▶ **Prompt 1**
Substitute "ocular melanoma" for "uveal melanoma" in the text on the ADAMTS1 protein in uveal melanoma between "Scientists from the" and "so-called extracellular matrix.", inclusive, and write out that stretch.
▶ **Prompt 2**
Resume the text on the ADAMTS1 protein in uveal melanoma from its final sentence.

▶ **Quoted passage**
* * * * *

Scientists from the University of Granada and GENYO (Pfizer-University of Granada-Andalusian Government Centre for Genomics and Oncological Research), in a study led by Juan Carlos Rodríguez-Manzaneque, have demonstrated the significant role of a protein called ADAMTS1 in uveal melanoma, one of the rarest and most aggressive cancers that exist, which develops in the eye.
Tumors are composed not only of a mass of cells that grow uncontrollably but also of the environment they create during their growth—together creating what is known as the ‘tumor microenvironment.” Within this environment, there are proteins that remodel it, known as extracellular proteases, which are capable of inhibiting or contributing to tumor growth and metastasis. They do this by modifying non-cellular elements of the tumor microenvironment that form the so-called extracellular matrix.

* * * * *

▶ **Extracted material**
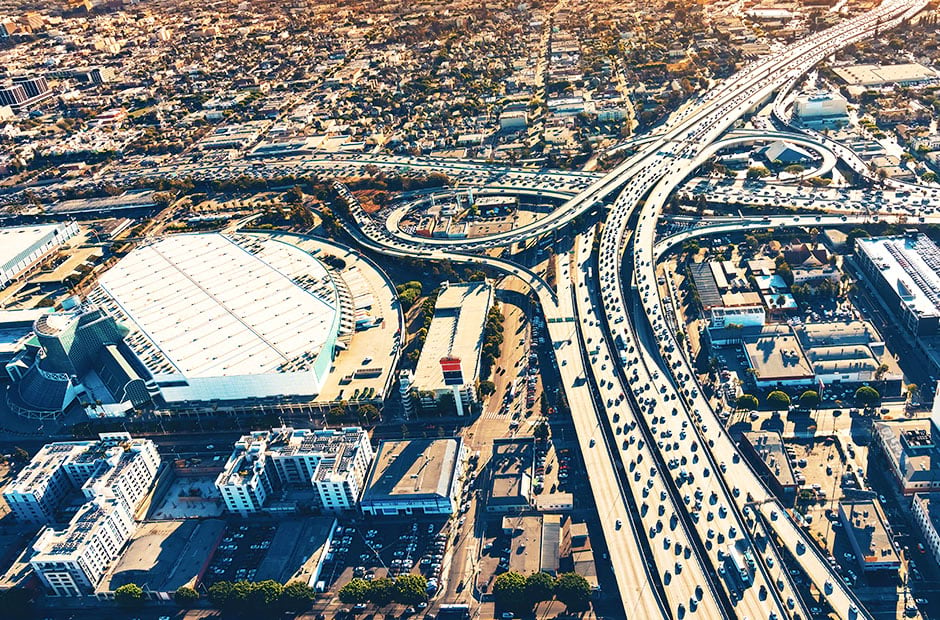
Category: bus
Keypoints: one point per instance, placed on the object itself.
(739, 564)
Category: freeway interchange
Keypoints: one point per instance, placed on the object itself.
(678, 505)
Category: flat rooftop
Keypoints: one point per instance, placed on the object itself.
(166, 555)
(511, 466)
(930, 503)
(706, 285)
(18, 241)
(777, 356)
(868, 529)
(204, 305)
(911, 266)
(525, 543)
(916, 463)
(456, 331)
(415, 468)
(141, 199)
(876, 75)
(769, 446)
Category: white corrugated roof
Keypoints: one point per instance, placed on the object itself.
(215, 308)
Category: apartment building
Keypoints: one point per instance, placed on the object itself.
(333, 462)
(114, 474)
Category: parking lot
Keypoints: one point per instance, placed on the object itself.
(240, 552)
(372, 550)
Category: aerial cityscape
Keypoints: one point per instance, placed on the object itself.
(458, 310)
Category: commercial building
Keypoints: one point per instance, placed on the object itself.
(114, 474)
(77, 355)
(867, 531)
(39, 488)
(525, 543)
(765, 450)
(576, 548)
(744, 316)
(910, 449)
(25, 92)
(823, 355)
(71, 561)
(905, 271)
(849, 352)
(233, 136)
(334, 463)
(24, 247)
(777, 358)
(534, 543)
(456, 334)
(510, 475)
(513, 120)
(822, 109)
(216, 317)
(926, 511)
(420, 476)
(882, 75)
(786, 153)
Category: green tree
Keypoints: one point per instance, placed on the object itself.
(264, 594)
(185, 597)
(368, 412)
(294, 195)
(355, 592)
(747, 402)
(382, 592)
(574, 591)
(411, 589)
(778, 400)
(809, 399)
(867, 396)
(510, 592)
(128, 595)
(757, 172)
(297, 597)
(539, 587)
(221, 594)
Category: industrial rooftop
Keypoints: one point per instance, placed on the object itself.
(912, 266)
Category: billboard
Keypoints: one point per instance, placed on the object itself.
(453, 373)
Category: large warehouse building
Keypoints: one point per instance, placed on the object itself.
(906, 273)
(22, 248)
(219, 317)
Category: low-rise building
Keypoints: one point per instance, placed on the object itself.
(926, 511)
(510, 475)
(114, 466)
(905, 271)
(868, 534)
(333, 463)
(765, 450)
(72, 560)
(114, 474)
(415, 477)
(910, 449)
(822, 109)
(23, 247)
(456, 335)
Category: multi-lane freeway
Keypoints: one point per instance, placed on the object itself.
(692, 531)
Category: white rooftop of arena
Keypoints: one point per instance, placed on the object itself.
(211, 305)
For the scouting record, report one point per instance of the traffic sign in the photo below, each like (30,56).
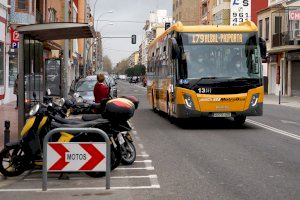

* * * * *

▶ **Exercise response 1**
Scientists from the University of Granada and GENYO (Pfizer-University of Granada-Andalusian Government Centre for Genomics and Oncological Research), in a study led by Juan Carlos Rodríguez-Manzaneque, have demonstrated the significant role of a protein called ADAMTS1 in ocular melanoma, one of the rarest and most aggressive cancers that exist, which develops in the eye.
Tumors are composed not only of a mass of cells that grow uncontrollably but also of the environment they create during their growth—together creating what is known as the ‘tumor microenvironment.” Within this environment, there are proteins that remodel it, known as extracellular proteases, which are capable of inhibiting or contributing to tumor growth and metastasis. They do this by modifying non-cellular elements of the tumor microenvironment that form the so-called extracellular matrix.

▶ **Exercise response 2**
In this study, published in the journal Cancers, the researchers studied the role that one of these proteases, ADAMTS1, plays in the development of a rare and highly-aggressive subtype of melanoma: uveal melanoma. Uveal melanoma develops in the eye, although 50% of patients develop metastasis, and it has an incidence of 2–8 cases per million inhabitants in Europe
“In this research, we demonstrated that the ADAMTS1 protease is necessary for cancer cells to mimic endothelial cells (responsible for forming blood vessels), which is related to more aggressive tumors and a worse clinical prognosis,” explains Carlos Peris Torres, the main author of the work.
To do this, the researchers inhibited the ADAMTS1 protease using CRISPR/Cas9 gene-editing technology. This is a molecular tool used to ‘edit’ or ‘correct’ the genome of any cell (its developers, Emmanuelle Charpentier and Jennifer A. Doudna, having won this year’s Nobel Prize for Chemistry). The researchers then verified the outcomes of their intervention on the protease in in vitro models with cell lines, and in vivo with different mouse models.
Bioinformatic tools
In addition, using advanced bioinformatic tools and publicly-available data on uveal melanomas (from the Cancer Genome Atlas Project, developed by the US National Cancer Institute, which holds data on more than 20,000 samples of 33 different types of cancer), the UGR and GENYO scientists found new genes whose expression affects the clinical prognosis of this tumor type.
“These include several members of the ADAMTS family and endothelial genes such as CDH5 and KDR. A more detailed analysis also revealed a high expression of ADAMTS1 in the initial stages of uveal melanoma, which confirmed its contribution to the initiation of tumor development and corroborated the results obtained experimentally,” adds Peris Torres.